Aim: Reproduce the material below verbatim, every line in its original order, changing nothing.
**** Supplied entries
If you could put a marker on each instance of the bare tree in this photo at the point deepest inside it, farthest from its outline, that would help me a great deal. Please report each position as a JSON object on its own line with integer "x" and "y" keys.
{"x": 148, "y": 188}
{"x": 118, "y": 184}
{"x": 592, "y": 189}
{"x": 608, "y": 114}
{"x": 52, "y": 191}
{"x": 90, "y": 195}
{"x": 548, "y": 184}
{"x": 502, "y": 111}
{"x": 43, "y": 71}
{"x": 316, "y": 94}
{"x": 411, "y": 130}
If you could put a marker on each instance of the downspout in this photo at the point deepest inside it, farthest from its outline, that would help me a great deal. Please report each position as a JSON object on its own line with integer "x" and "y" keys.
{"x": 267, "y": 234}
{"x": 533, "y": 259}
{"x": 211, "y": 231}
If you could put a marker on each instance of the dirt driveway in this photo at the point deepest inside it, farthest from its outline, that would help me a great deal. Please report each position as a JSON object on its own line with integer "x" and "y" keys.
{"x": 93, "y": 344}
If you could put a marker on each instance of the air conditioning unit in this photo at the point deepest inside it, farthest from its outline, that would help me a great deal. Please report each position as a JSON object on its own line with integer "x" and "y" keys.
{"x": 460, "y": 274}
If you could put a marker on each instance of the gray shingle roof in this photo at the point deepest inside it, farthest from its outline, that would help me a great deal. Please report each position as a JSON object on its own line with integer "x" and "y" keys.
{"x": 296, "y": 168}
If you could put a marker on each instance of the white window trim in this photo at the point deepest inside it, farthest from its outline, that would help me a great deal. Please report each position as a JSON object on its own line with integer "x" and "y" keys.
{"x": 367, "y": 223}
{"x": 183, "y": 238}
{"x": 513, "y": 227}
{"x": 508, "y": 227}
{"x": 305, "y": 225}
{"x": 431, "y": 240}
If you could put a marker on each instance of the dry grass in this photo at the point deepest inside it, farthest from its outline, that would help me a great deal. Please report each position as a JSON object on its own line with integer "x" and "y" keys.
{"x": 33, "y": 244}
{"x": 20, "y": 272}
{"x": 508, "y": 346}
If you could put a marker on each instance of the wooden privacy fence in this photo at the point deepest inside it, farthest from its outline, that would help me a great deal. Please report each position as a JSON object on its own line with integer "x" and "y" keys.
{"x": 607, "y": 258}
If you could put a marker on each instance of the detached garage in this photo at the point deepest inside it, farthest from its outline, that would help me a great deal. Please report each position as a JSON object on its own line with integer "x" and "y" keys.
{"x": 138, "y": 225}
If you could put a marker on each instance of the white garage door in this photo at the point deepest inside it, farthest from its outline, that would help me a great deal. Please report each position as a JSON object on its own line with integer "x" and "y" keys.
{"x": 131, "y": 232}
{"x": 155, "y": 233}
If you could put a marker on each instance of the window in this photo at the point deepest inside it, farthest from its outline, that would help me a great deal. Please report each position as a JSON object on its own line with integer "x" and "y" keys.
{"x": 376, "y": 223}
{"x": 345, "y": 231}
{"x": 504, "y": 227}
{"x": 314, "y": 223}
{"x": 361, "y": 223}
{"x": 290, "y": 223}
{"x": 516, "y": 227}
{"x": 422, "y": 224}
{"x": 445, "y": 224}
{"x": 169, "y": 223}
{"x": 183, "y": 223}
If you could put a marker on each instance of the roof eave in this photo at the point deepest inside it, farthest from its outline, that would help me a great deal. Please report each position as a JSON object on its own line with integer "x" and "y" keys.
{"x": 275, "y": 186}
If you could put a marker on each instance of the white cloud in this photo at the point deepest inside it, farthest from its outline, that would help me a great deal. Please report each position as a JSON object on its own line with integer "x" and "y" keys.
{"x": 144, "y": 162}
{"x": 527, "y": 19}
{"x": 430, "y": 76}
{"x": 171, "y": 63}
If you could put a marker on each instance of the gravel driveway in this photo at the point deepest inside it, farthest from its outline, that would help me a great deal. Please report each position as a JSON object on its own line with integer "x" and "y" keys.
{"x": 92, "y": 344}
********
Complete answer:
If you could put a marker on each instance of the bare tree in this photo at the point deepest inside it, farthest from its outline, that would help me a great deal. Please report each position as a JSON object on its own line with integer "x" and "y" keys.
{"x": 148, "y": 188}
{"x": 118, "y": 184}
{"x": 592, "y": 189}
{"x": 608, "y": 114}
{"x": 52, "y": 191}
{"x": 90, "y": 195}
{"x": 548, "y": 184}
{"x": 502, "y": 111}
{"x": 43, "y": 71}
{"x": 316, "y": 94}
{"x": 411, "y": 130}
If you could put a marker on each instance of the downspout in this photo at the point deepest inside it, farthest from its outline, that would help me a great deal. Please report each position as a JSON object on its own line with integer "x" and "y" keys.
{"x": 267, "y": 234}
{"x": 533, "y": 259}
{"x": 211, "y": 231}
If you could put a marker on each instance of the dirt driveway in this photo at the point deepest inside it, farthest from its outline, that would help me a great deal. Please report each position as a JSON object on its own line with integer "x" and "y" keys.
{"x": 93, "y": 344}
If you could put a marker on each instance of the air conditioning unit in this photo at the point deepest inside it, farthest from its outline, that would help me a great deal. Please report each position as a JSON object on its own line with integer "x" and "y" keys.
{"x": 460, "y": 274}
If you could put a marker on each instance of the gray shingle roof in this photo at the point deepest inside it, farthest from its outline, that would help me a great deal. Please report each position as a JSON object on its own line with integer "x" and "y" keys.
{"x": 296, "y": 168}
If you could put a marker on each instance of the white window trim in this photo at the point deepest inside it, farthest from its outline, that would help me a great deal. Please report each position as a JSON object on its own line with integer "x" and "y" keys.
{"x": 367, "y": 223}
{"x": 183, "y": 238}
{"x": 513, "y": 227}
{"x": 508, "y": 227}
{"x": 305, "y": 225}
{"x": 431, "y": 240}
If you could put a marker on each instance of the dry grass in this photo at the point deepest inside it, farthest from its outline, that would help me a great deal. Please report each position as a JSON object on its own line with integer "x" and "y" keys.
{"x": 33, "y": 244}
{"x": 20, "y": 272}
{"x": 508, "y": 346}
If you could put a marker on each instance of the wooden privacy fence in this photo at the point deepest inside it, farthest from its outline, that would help me a great deal. Please report each position as a JSON object on its own line with integer "x" and "y" keys.
{"x": 607, "y": 258}
If you could put a marker on each instance of the detached garage in this photo at the point deepest inside it, farthest from its outline, that would help me a great deal. Please report each position as a JSON object on its own line with integer "x" and "y" keys.
{"x": 138, "y": 225}
If you could put a marker on each instance of the white garage door in this photo at the point deepest inside it, farthest from its outline, that would help me a great deal. Please report each position as a JSON object on its own line with integer "x" and "y" keys.
{"x": 131, "y": 232}
{"x": 155, "y": 233}
If you could put a marker on each instance of the window in this photo at the point deepest inside it, farthest from its outline, that would help me a great deal. Please report each position as a JSON object on its own line with integer "x" and "y" keys.
{"x": 376, "y": 223}
{"x": 345, "y": 231}
{"x": 504, "y": 227}
{"x": 314, "y": 223}
{"x": 361, "y": 223}
{"x": 290, "y": 223}
{"x": 516, "y": 227}
{"x": 422, "y": 224}
{"x": 445, "y": 224}
{"x": 169, "y": 223}
{"x": 183, "y": 223}
If you could put a marker on each instance of the roof eave in this photo at the point deepest inside it, farthest from its outline, that would help me a great deal. Please report each position as a JSON object on its own line with integer "x" and "y" keys.
{"x": 275, "y": 186}
If you could put a marker on each instance of the white cloud in this photo at the point deepest inside it, farthest from its outline, that would help me a great deal. Please report each position as a JSON object on its own line with integer "x" and "y" keys.
{"x": 144, "y": 162}
{"x": 527, "y": 19}
{"x": 430, "y": 76}
{"x": 171, "y": 63}
If you could put a marker on each instance of the gravel driveway in this photo at the point deepest inside it, farthest from its outline, that would help me a great deal. Please report each position as a JSON object on its own line with integer "x" and "y" keys.
{"x": 92, "y": 344}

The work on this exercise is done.